*EXCERPT TO READ*

Reflections on “Seven Samurai”
Directed by Akira Kurosawa
Written by Akira Kurosawa, Shinobu Hashimoto and Hideo Oguni
Starring Takashi Shimura, Toshiro Mifune et al.
These notes are based on the 190 minute BFI DVD presentation.
A video presentation of this material is available here.
“Seven Samurai” is frequently referred to as the film against which all action films that have followed it should be judged. With its carefully calculated combination of exciting yet emotionally engaging action scenes, exploration and development of character and a storyline that appeals to the heart and mind, “Seven Samurai” was successful not just in its own right but it established a form of template for numerous ensemble cast adventure films in the 1960s, 70s and beyond.
As I settled to watch this action/adventure film for the first time in some twenty years, it struck me that a key element that spans the film and informs the character development so essential to its success is the code by which these samurai live.
Although by tradition social movement between castes and classes was impossible, during the Sengoku period (our film takes place in 1586) there was some loosening of samurai culture and some born in other castes could make a name for themselves as warriors, thus becoming de facto samurai. However, a true samurai was not just a warrior but was one who aspired to live by a code, a code that set them apart, the code of Bushido, and this same code seems to underpin the very structure of “Seven Samurai”.

*DATASET RECORDS*
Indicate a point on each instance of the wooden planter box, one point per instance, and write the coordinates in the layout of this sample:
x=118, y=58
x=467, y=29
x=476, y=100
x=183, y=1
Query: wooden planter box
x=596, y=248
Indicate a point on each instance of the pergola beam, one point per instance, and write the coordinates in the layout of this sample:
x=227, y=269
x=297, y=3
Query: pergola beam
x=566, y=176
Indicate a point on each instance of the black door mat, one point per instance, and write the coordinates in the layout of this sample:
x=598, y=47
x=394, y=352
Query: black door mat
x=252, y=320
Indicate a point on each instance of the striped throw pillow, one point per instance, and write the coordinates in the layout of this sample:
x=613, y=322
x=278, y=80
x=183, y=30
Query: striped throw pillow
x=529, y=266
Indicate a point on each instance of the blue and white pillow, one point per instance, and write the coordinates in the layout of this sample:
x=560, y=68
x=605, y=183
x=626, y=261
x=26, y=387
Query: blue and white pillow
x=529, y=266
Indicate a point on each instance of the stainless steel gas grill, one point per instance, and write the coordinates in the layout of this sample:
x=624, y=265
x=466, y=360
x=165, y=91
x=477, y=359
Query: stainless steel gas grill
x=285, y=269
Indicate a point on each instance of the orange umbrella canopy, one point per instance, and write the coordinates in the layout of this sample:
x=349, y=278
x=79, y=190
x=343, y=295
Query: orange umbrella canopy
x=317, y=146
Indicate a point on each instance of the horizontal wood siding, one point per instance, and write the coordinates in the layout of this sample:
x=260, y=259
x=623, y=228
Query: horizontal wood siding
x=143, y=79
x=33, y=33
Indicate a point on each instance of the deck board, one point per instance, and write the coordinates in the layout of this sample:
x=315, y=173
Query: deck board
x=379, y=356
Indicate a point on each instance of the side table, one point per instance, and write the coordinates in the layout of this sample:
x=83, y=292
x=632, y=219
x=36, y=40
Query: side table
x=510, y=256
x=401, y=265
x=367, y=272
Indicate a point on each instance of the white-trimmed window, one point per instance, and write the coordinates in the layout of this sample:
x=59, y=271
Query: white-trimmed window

*TO-DO LIST*
#1 Reproduce the listing from the line containing "Indicate a point on each instance of the deck" through the end of the listing, inclusive, requests included, and shift every coordinate in the answers up by 122.
#2 Carry the reflections on "Seven Samurai" forward from the point where they stop.

*TASK-BY-TASK ANSWERS*
#1
Indicate a point on each instance of the deck board, one point per instance, and write the coordinates in the layout of this sample:
x=315, y=173
Query: deck board
x=501, y=478
Indicate a point on each instance of the side table, one point per instance, and write the coordinates in the layout of this sample:
x=83, y=292
x=632, y=219
x=36, y=40
Query: side table
x=632, y=378
x=523, y=387
x=489, y=394
Indicate a point on each instance of the white-trimmed window, one point per instance, and write the coordinates in the layout of this sample:
x=59, y=271
Query: white-trimmed window

#2
After a little research, I found Inazo Nitobe’s list of eight principles of Bushido – justice, honour, benevolence, courage, manners, honesty, self-discipline and loyalty. The closeness in number between the eight values of Bushido and the seven samurai (on top of which you might include the farmers they defend) was quite irresistible to me and as I watched the film I tried to identify connections between the two.
Eventually, I reached the conclusion that although our seven display nearly all the virtues, six samurai seem to lack at least one of the virtues and the seventh allows one of them to take precedence over the others. In the course of defending the village, each will have the opportunity to embrace that which is lacking or consider that which overwhelms him, and we witness the resultant changes in the individual and benefits for the group. The farmers provide the cause for which our seven fight but they also learn to defend themselves and in so doing embrace the qualities personified by our seven.
Our seven are in fact Ronin (or masterless) and so lack the element of loyalty. Loyalty to one to whom you owe a debt (usually a member of the Shogunate) seems to have overridden all other principles of the samurai code and thus led to the committing of many crimes against common humanity in the name of extending one’s master’s influence and power.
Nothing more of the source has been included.